• Available records
↓↓↓

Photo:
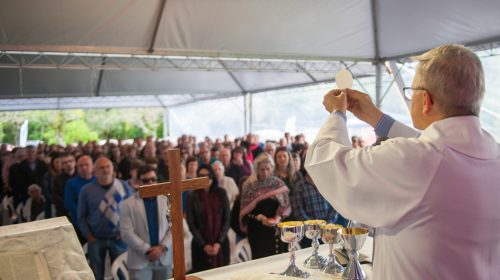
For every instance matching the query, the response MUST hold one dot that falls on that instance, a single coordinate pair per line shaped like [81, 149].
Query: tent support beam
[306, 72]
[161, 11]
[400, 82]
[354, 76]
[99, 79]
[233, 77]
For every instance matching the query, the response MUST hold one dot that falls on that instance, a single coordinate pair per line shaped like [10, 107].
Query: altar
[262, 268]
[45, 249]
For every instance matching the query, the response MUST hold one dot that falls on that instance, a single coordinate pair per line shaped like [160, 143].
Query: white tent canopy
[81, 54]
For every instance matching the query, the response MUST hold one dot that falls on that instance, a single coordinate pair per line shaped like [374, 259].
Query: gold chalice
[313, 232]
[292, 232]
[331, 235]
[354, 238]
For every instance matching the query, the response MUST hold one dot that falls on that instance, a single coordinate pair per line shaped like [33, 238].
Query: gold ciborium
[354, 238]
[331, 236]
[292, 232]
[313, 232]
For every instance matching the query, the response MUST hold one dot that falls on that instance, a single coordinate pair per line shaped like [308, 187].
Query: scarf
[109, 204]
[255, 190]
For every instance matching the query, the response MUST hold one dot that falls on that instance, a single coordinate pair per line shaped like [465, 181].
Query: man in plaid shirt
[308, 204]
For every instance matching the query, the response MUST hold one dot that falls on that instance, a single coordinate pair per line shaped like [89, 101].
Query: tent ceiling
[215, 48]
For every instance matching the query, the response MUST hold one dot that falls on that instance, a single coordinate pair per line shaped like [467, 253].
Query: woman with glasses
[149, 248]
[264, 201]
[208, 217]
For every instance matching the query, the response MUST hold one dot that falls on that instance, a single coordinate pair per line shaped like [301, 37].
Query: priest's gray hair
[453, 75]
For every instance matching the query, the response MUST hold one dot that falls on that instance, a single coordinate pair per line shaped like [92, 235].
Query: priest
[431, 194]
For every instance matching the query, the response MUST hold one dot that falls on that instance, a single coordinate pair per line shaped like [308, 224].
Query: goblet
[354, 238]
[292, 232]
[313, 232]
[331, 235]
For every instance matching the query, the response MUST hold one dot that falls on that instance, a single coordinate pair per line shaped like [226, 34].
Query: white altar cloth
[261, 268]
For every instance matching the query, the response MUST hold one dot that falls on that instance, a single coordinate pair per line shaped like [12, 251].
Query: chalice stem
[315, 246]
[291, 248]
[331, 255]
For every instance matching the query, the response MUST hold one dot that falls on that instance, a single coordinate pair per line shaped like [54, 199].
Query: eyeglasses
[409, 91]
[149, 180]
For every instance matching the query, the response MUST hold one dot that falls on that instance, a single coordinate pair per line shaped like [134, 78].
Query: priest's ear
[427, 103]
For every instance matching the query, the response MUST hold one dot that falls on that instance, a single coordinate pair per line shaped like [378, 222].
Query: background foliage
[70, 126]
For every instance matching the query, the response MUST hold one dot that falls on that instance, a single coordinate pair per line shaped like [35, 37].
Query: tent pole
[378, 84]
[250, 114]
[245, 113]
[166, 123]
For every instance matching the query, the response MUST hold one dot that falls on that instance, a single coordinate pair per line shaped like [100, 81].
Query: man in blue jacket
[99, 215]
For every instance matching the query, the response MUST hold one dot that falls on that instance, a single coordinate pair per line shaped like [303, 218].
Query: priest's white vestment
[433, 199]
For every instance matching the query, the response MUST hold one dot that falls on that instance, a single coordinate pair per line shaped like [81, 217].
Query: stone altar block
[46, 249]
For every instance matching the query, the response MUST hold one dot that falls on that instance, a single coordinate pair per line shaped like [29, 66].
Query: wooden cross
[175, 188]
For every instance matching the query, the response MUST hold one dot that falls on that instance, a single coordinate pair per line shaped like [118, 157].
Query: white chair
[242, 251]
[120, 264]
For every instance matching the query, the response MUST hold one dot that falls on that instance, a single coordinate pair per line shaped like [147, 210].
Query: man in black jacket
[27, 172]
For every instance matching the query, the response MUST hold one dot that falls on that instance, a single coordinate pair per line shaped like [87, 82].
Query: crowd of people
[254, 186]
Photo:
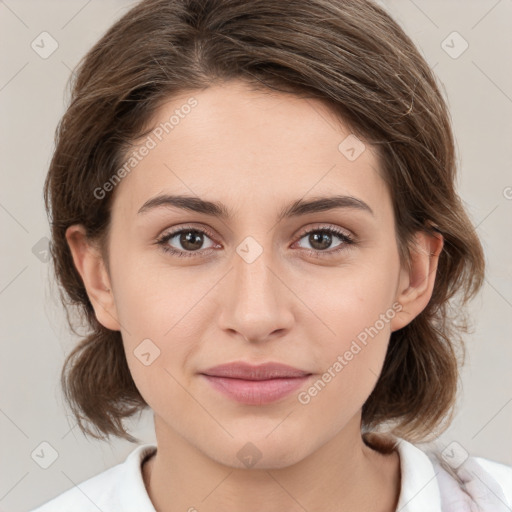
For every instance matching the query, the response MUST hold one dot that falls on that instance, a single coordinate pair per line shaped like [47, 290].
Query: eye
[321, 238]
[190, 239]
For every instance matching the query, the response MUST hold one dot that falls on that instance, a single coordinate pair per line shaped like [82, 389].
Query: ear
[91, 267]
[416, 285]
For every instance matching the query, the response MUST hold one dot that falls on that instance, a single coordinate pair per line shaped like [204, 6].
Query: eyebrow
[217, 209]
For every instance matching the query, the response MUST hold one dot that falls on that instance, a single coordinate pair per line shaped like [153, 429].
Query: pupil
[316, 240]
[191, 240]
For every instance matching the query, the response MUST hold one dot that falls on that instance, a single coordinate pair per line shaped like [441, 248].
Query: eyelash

↑↑↑

• Set exercise
Reproduce all of the lines above word for word, omitting the pictures.

• Full output
Photo:
For every instance matching the query, the response MUST hold one dot that falls on that instance, a single coordinate pair per line shaped like [81, 149].
Query: tent support beam
[306, 72]
[161, 11]
[400, 82]
[354, 76]
[99, 79]
[233, 77]
For every instance matching the query, the response MUST hold one dot that falls on that instance, a single coordinate pair per line shaped like [10, 107].
Query: altar
[262, 268]
[45, 249]
For every instance matching the query, the response MUST hold one dot that falls on that instance, a single coordinate pair per line shaped like [160, 143].
Query: white tent canopy
[81, 54]
For every instance matching the query, the response MUST hold one dot that falls on that instance, a single coordinate pair per line shaped like [374, 259].
Query: gold chalice
[313, 232]
[292, 232]
[331, 235]
[354, 238]
For every instance matching the query, the response MUST hold one dot that falls on that instance, a single coordinate pair per line shaped like [33, 238].
Query: gold ciborium
[354, 238]
[331, 236]
[292, 232]
[313, 232]
For every instance matching the query, the response MUST hold one dot that falls on that instance, a single coordinate pair per line shaped like [308, 187].
Query: scarf
[109, 204]
[255, 190]
For every instance matching the query, the response MUST hold one dot that falls on that instance, a single coordinate pair per line shaped like [465, 181].
Query: man in plaid shirt
[308, 204]
For every instance matching the query, the response MUST hold one dot that falls on that instance, a single coordinate pair per line shaped like [89, 101].
Query: tent ceiling
[215, 48]
For every instance matching the query, the response MUST hold one dot that falls on that instance, a single coordinate pair per line shaped like [467, 253].
Query: woman with glasses
[149, 248]
[264, 201]
[208, 217]
For every instance matching the query, the response MUST hold one dot that falls on that instance, a single coordinate pair per line shaped like [301, 37].
Query: priest's gray hair
[453, 75]
For every instance matching the query, the response MUST hold one dot that falls on that instance, a single coordinate pair per line shaped like [92, 235].
Query: priest
[431, 194]
For every instance matching the query, the response MUST hold one dot that falls on that instance, a single coordinate pair per line shaped like [308, 224].
Query: goblet
[354, 238]
[292, 232]
[313, 232]
[331, 235]
For every instance matching the query, the response MUST hold one dot that falls on that instance, a single coordinate pair per line shaped like [226, 34].
Query: white altar cloth
[261, 268]
For every instance matching the query, the response MUST hold one dot that falls on that instance, a single coordinate pair per line shaped like [12, 251].
Query: chalice stem
[315, 246]
[291, 248]
[331, 255]
For every instance matching the query, the response MUST hold one dot that falls on that instance, a single coordinate pair per line shaped like [54, 199].
Query: eyeglasses
[409, 91]
[149, 180]
For every instance matching the query, the response MUST hold one dot that falls on that instance, a single coordinate pair per line shaped like [134, 78].
Query: priest's ear
[427, 103]
For every instance matching the query, the response MUST hold one dot that falls on that instance, a single coordinate pair per line shaped like [378, 222].
Query: background foliage
[70, 126]
For every instance matching the query, the response MUST hold one dot that falls on that instance, a single coordinate pair per line shaped like [35, 37].
Query: tent pole
[378, 84]
[250, 114]
[245, 113]
[166, 123]
For every instance matching the query, the response MUST hold one dot that falls on that instance, a single coordinate pair per line shaped like [100, 81].
Query: man in blue jacket
[99, 215]
For every instance matching the query, the response MUST hold one dot that falls on that instance, a single coordinate pair per line shaped like [303, 218].
Query: priest's white vestment
[433, 199]
For every instance matching the query, the response MUST hold one dot that falls on that instance, a single coordinate pair per line shaped like [81, 217].
Query: stone altar block
[46, 249]
For every instance matching the query, the response MUST hold one dot that falls on that instance, a single coordinate pair per line shaped like [29, 66].
Query: wooden cross
[175, 188]
For every instance matching the query, the response MUST hold one dot that falls on that instance, a single coordinate pair per line shaped like [118, 157].
Query: white chair
[242, 251]
[120, 264]
For every instance matching the query, the response MUST hold one dot that falls on that instance, a single coordinate pair per line shaped like [147, 210].
Query: man in black jacket
[27, 172]
For every instance matching the query, the response MUST hold one dot that falls on that instance, a single coordinate pair per line shaped like [87, 82].
Query: crowd of people
[254, 186]
Photo:
For every instance matching the query, the response MUST hold one dot that falls on that instance, a single coordinate pair per line shaped like [47, 290].
Query: eye
[321, 238]
[190, 239]
For every instance matching the query, the response MUST hold one dot that falls on that instance, a single coordinate pair per line shaped like [82, 389].
Query: ear
[91, 267]
[416, 285]
For every instance matching the query, the response MUST hold one dot that falls on that instance, a single coordinate pair per line shaped like [204, 6].
Query: eyebrow
[217, 209]
For every instance matching the query, the response MUST hold one dot that falls on that instance, a single coordinate pair per line shaped like [153, 429].
Query: pupil
[316, 240]
[191, 240]
For every instance matching the query, the response MUST hold one dot that falls on that instance, a single coordinate pair per line shaped like [441, 248].
Query: eyelash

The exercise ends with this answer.